▶ _Data for this task_
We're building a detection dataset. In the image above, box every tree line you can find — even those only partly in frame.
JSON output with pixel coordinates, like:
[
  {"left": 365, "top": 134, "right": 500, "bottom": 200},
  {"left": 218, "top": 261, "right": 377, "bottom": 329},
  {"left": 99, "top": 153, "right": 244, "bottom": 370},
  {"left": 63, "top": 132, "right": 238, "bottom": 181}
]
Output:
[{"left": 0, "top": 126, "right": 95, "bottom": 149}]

▶ _Exercise details_
Convert the lines above into a Markdown table, skipping any blank lines. Use the columns Number and Line.

▶ _Finished answer_
| Number | Line |
|---|---|
| 1 | We're building a detection dataset. In the image above, box every tree line you can find — even those only partly in frame. |
| 2 | JSON output with pixel coordinates, like: |
| 3 | [ |
| 4 |   {"left": 365, "top": 134, "right": 500, "bottom": 200}, |
| 5 |   {"left": 218, "top": 261, "right": 377, "bottom": 329}, |
| 6 |   {"left": 99, "top": 153, "right": 244, "bottom": 370}, |
| 7 |   {"left": 63, "top": 132, "right": 238, "bottom": 181} |
| 8 | ] |
| 9 | Output: |
| 10 | [{"left": 0, "top": 126, "right": 95, "bottom": 149}] |